(Collected data)

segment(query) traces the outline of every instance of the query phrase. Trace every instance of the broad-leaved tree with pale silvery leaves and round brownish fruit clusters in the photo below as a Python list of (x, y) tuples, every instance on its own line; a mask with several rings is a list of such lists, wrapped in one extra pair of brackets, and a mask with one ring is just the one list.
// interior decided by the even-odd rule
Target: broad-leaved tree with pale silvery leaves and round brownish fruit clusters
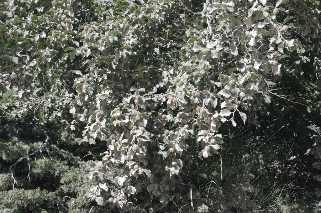
[[(279, 131), (278, 107), (319, 113), (320, 10), (304, 0), (4, 2), (0, 112), (40, 125), (71, 114), (59, 122), (80, 143), (106, 143), (87, 201), (166, 204), (188, 147), (206, 162), (237, 126)], [(320, 125), (308, 117), (302, 131)], [(117, 184), (105, 178), (114, 168)]]

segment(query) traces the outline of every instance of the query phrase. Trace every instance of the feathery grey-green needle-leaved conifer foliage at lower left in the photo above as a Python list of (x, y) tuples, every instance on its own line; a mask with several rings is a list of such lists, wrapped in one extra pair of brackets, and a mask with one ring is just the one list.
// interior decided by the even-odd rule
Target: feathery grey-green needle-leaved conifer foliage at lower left
[[(90, 158), (84, 161), (77, 156), (82, 153), (81, 149), (89, 147), (80, 146), (74, 134), (66, 134), (63, 130), (57, 129), (52, 132), (56, 131), (61, 132), (60, 136), (52, 135), (52, 138), (58, 138), (59, 142), (53, 141), (48, 147), (52, 159), (46, 153), (44, 156), (38, 153), (30, 158), (30, 162), (26, 159), (21, 161), (14, 168), (14, 178), (18, 187), (12, 189), (9, 166), (18, 158), (26, 157), (28, 153), (42, 148), (43, 144), (39, 141), (38, 130), (1, 123), (1, 212), (88, 212), (93, 207), (84, 204), (83, 196), (90, 185), (86, 171), (94, 163)], [(63, 149), (65, 146), (69, 149), (76, 147), (78, 152), (77, 149), (73, 150), (74, 152), (65, 150)], [(97, 154), (94, 151), (93, 153)]]

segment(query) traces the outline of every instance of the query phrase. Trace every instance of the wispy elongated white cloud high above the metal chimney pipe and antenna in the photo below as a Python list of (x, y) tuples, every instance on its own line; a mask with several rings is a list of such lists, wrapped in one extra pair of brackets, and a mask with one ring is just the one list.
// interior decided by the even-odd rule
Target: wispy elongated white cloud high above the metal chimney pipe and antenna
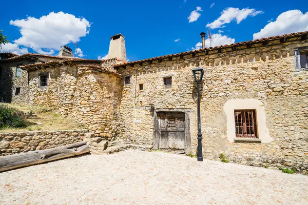
[(222, 25), (229, 24), (232, 20), (236, 20), (236, 23), (239, 24), (247, 16), (255, 16), (257, 14), (263, 13), (262, 11), (256, 11), (256, 9), (239, 9), (229, 7), (223, 10), (220, 16), (214, 20), (214, 22), (207, 24), (206, 27), (211, 29), (222, 28)]

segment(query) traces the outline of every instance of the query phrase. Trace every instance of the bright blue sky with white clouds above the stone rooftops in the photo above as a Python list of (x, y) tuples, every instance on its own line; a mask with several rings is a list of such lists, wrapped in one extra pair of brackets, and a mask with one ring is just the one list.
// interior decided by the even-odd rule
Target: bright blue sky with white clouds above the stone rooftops
[(71, 40), (80, 57), (98, 59), (108, 53), (110, 36), (122, 33), (133, 61), (198, 49), (208, 28), (214, 46), (308, 30), (308, 7), (292, 1), (5, 1), (2, 7), (0, 29), (11, 42), (2, 52), (18, 54), (57, 55)]

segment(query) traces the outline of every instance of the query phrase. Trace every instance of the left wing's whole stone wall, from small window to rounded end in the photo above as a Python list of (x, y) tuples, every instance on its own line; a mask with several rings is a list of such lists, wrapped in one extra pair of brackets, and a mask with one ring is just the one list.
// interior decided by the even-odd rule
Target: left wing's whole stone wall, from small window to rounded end
[[(111, 140), (119, 131), (117, 114), (122, 76), (115, 73), (117, 58), (91, 64), (51, 65), (29, 71), (29, 102), (59, 108), (95, 132), (94, 137)], [(48, 74), (48, 86), (38, 86), (39, 75)]]

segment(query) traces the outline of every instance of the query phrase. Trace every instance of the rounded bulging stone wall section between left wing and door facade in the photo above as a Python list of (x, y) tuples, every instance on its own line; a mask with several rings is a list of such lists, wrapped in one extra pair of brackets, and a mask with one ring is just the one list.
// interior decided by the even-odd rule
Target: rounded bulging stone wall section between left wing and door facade
[(118, 133), (122, 77), (82, 67), (74, 96), (72, 116), (95, 132), (95, 137), (111, 140)]

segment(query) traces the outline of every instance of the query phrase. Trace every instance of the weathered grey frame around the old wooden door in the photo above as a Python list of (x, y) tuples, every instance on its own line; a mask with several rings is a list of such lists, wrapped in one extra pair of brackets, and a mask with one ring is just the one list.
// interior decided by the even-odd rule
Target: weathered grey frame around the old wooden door
[(192, 109), (156, 109), (153, 113), (153, 149), (158, 150), (159, 140), (159, 120), (158, 112), (182, 112), (185, 117), (185, 154), (191, 153), (191, 138), (190, 138), (190, 119), (189, 112), (193, 112)]

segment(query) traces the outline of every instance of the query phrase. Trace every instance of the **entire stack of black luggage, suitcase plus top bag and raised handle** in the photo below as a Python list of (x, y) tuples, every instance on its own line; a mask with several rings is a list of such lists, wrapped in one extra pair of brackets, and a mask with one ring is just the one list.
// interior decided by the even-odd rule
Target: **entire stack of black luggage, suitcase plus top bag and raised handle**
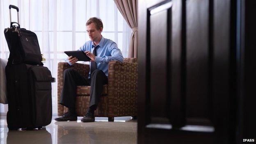
[[(9, 6), (18, 12), (18, 7)], [(34, 32), (13, 25), (5, 29), (10, 55), (5, 68), (7, 80), (7, 126), (18, 128), (42, 128), (52, 119), (51, 72), (41, 63), (42, 57)]]

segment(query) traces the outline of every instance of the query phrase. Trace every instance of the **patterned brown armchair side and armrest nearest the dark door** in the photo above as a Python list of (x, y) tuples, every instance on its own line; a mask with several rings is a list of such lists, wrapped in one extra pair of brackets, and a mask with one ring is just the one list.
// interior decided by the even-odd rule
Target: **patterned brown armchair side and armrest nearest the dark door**
[[(137, 115), (138, 64), (133, 62), (109, 62), (108, 115)], [(117, 108), (118, 107), (118, 108)]]

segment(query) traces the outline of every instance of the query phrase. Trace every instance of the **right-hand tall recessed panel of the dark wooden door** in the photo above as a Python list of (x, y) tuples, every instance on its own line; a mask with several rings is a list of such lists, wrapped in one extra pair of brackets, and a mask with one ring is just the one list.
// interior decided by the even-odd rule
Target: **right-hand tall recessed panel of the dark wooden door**
[(186, 0), (186, 119), (210, 124), (209, 1)]

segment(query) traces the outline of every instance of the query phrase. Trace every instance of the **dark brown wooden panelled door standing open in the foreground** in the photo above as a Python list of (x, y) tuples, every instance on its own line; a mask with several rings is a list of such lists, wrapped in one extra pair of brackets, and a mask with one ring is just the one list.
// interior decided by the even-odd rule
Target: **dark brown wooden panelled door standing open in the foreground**
[(139, 0), (139, 144), (235, 143), (236, 5)]

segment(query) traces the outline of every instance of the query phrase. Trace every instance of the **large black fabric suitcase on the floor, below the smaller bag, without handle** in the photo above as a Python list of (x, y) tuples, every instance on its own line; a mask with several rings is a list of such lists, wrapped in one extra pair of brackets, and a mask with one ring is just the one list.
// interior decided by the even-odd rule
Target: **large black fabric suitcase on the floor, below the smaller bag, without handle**
[(52, 119), (53, 78), (47, 67), (25, 63), (7, 65), (7, 126), (41, 128)]

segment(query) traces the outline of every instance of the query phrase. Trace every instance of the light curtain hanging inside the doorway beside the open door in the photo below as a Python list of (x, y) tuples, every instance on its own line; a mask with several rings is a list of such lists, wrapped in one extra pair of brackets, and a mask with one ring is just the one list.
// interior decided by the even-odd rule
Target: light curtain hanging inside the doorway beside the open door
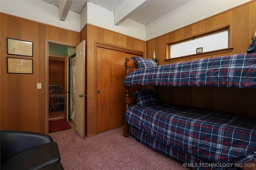
[(73, 106), (71, 110), (70, 119), (74, 119), (76, 116), (76, 57), (74, 57), (71, 61), (71, 81), (70, 81), (70, 91), (71, 98), (73, 100)]

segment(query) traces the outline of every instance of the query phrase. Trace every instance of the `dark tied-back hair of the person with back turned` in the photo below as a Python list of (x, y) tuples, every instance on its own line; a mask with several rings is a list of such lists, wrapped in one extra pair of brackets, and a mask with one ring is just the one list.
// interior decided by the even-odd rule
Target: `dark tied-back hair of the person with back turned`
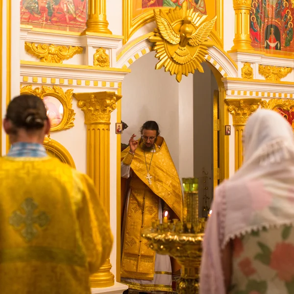
[(6, 111), (6, 120), (13, 126), (27, 131), (39, 130), (48, 120), (43, 100), (35, 95), (20, 95), (11, 100)]

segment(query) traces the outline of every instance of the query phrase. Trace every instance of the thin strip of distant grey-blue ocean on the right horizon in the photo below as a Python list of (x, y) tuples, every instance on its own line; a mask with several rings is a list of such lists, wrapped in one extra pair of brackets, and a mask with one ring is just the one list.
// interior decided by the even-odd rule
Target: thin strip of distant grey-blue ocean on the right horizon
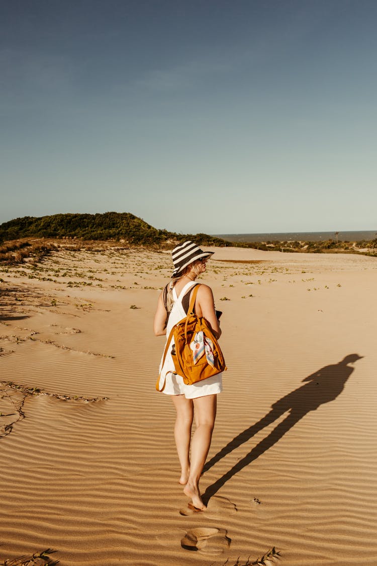
[[(361, 242), (376, 238), (377, 230), (339, 232), (339, 242)], [(322, 242), (336, 240), (335, 232), (272, 232), (265, 234), (213, 234), (229, 242)]]

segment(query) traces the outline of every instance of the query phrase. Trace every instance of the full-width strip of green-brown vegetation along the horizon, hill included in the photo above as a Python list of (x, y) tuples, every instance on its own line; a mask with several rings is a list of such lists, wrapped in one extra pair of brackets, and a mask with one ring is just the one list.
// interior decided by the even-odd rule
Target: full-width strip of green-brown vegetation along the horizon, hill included
[[(27, 238), (50, 239), (50, 242), (29, 243), (25, 241)], [(129, 212), (106, 212), (94, 215), (24, 216), (4, 222), (0, 225), (0, 242), (5, 242), (0, 246), (0, 262), (23, 263), (25, 259), (31, 258), (37, 263), (57, 247), (76, 251), (81, 247), (88, 248), (90, 244), (92, 251), (100, 251), (105, 242), (108, 242), (107, 246), (110, 242), (117, 242), (122, 246), (146, 246), (161, 250), (171, 249), (186, 240), (193, 240), (200, 246), (233, 246), (311, 254), (347, 252), (377, 256), (377, 238), (371, 241), (342, 242), (336, 234), (336, 240), (328, 239), (324, 242), (229, 242), (209, 234), (177, 234), (159, 230)]]

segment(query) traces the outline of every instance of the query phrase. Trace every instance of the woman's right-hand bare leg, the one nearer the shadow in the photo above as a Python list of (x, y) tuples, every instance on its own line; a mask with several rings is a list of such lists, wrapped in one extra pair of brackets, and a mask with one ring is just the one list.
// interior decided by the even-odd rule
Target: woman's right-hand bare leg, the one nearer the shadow
[(206, 395), (193, 399), (196, 431), (191, 441), (191, 465), (184, 493), (192, 499), (194, 507), (205, 509), (200, 491), (199, 480), (211, 445), (212, 432), (216, 418), (216, 395)]

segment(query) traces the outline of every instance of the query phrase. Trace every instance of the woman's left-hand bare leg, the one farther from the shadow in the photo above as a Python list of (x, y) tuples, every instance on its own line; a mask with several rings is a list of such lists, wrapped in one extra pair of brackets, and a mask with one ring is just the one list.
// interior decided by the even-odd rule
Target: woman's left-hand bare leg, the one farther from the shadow
[(190, 440), (191, 426), (194, 415), (194, 407), (191, 399), (184, 395), (173, 395), (172, 400), (177, 411), (174, 426), (174, 438), (177, 447), (179, 463), (181, 465), (181, 477), (179, 483), (183, 486), (187, 483), (190, 473)]

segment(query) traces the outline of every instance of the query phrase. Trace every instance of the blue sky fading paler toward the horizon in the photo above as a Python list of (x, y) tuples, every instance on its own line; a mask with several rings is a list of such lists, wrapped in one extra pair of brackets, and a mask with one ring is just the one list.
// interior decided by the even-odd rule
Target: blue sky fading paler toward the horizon
[(0, 222), (377, 228), (374, 0), (0, 0)]

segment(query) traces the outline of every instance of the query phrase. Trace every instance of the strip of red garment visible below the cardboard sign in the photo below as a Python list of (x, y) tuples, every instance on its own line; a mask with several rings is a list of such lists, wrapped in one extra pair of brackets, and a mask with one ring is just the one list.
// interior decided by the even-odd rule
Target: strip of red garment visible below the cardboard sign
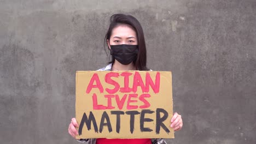
[(97, 139), (96, 144), (151, 144), (151, 139)]

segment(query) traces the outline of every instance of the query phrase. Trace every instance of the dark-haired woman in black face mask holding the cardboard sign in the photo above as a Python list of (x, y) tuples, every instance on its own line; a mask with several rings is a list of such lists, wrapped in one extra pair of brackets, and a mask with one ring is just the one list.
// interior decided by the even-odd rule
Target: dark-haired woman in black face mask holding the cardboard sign
[[(147, 52), (142, 27), (138, 20), (131, 15), (115, 14), (110, 17), (110, 25), (104, 39), (105, 44), (112, 55), (112, 62), (100, 71), (118, 70), (149, 70), (146, 67)], [(182, 128), (182, 118), (174, 113), (170, 127), (174, 131)], [(75, 118), (72, 118), (68, 127), (68, 133), (75, 137), (79, 127)], [(89, 143), (165, 143), (162, 139), (80, 139)]]

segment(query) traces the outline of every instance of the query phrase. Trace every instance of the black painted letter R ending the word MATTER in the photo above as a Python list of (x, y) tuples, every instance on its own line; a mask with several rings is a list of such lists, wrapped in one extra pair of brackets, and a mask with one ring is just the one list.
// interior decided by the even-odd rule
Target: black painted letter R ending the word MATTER
[[(160, 113), (164, 113), (164, 116), (160, 117)], [(160, 127), (162, 127), (166, 133), (170, 133), (170, 130), (165, 126), (164, 122), (165, 119), (168, 117), (168, 112), (164, 109), (156, 109), (156, 128), (155, 128), (155, 132), (156, 134), (159, 134), (160, 131)]]

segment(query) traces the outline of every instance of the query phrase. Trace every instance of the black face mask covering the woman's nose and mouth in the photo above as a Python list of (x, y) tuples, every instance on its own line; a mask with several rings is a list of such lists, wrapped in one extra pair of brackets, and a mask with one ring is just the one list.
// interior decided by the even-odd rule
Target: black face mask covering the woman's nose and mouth
[(110, 55), (127, 65), (137, 59), (138, 45), (110, 45)]

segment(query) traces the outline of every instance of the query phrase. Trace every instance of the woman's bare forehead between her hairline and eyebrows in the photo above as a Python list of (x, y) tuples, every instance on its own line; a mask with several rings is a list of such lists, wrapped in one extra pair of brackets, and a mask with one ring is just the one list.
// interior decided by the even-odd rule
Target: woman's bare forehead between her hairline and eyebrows
[(121, 24), (121, 25), (118, 25), (117, 27), (113, 28), (111, 36), (114, 37), (115, 35), (136, 37), (136, 32), (134, 31), (134, 29), (131, 26)]

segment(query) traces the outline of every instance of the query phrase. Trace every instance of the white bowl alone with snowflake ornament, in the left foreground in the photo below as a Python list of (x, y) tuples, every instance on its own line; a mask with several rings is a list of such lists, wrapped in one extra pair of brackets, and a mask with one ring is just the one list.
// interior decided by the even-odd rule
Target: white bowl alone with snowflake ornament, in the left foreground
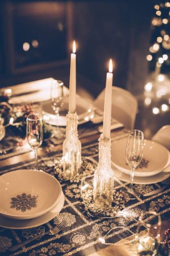
[(60, 183), (36, 170), (17, 170), (0, 176), (0, 214), (27, 220), (50, 211), (60, 199)]

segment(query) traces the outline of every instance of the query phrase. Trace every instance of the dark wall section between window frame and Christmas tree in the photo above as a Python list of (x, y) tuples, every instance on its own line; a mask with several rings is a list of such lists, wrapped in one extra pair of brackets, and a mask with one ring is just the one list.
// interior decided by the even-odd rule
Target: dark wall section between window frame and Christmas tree
[(153, 1), (147, 0), (74, 3), (74, 36), (80, 44), (78, 68), (96, 81), (96, 94), (105, 86), (110, 58), (115, 61), (115, 85), (134, 93), (143, 90), (153, 6)]

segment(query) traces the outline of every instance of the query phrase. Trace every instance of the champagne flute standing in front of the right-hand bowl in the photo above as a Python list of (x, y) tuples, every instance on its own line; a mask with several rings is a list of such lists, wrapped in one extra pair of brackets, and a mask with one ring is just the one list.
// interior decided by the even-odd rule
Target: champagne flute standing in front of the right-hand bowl
[(143, 145), (144, 145), (144, 134), (139, 130), (131, 130), (128, 132), (127, 144), (125, 150), (125, 158), (127, 164), (131, 168), (131, 184), (129, 192), (129, 198), (135, 199), (133, 196), (133, 180), (134, 180), (134, 172), (135, 169), (139, 166), (141, 159), (143, 157)]

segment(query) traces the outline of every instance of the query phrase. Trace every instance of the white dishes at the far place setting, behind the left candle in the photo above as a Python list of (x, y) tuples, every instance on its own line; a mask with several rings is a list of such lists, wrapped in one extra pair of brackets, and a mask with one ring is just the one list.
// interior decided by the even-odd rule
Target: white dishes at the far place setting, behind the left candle
[[(43, 120), (47, 124), (66, 126), (66, 115), (69, 109), (69, 97), (64, 97), (64, 105), (60, 109), (60, 115), (55, 116), (51, 102), (44, 102), (42, 105)], [(93, 106), (87, 100), (76, 95), (76, 113), (78, 115), (78, 124), (88, 122), (94, 118)]]

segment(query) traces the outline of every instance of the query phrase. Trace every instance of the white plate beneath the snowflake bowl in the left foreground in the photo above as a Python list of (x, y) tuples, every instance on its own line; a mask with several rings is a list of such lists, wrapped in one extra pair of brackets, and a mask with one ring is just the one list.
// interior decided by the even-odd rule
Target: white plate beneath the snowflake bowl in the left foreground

What the task requires —
"plate" is the string to look for; please copy every line of the records above where it appears.

Response below —
segment(query) traces the outline of every instance of the query phrase. Trace every instance of the white plate beneath the snowflake bowl in the left foreground in the photo above as a Python list of (x, y) tuples, every instance on its own line; a mask with several rings is a list of such lists, wrapped in one extra pair of brackets, and a mask with one ring is just the one list.
Target: white plate beneath the snowflake bowl in the left foreground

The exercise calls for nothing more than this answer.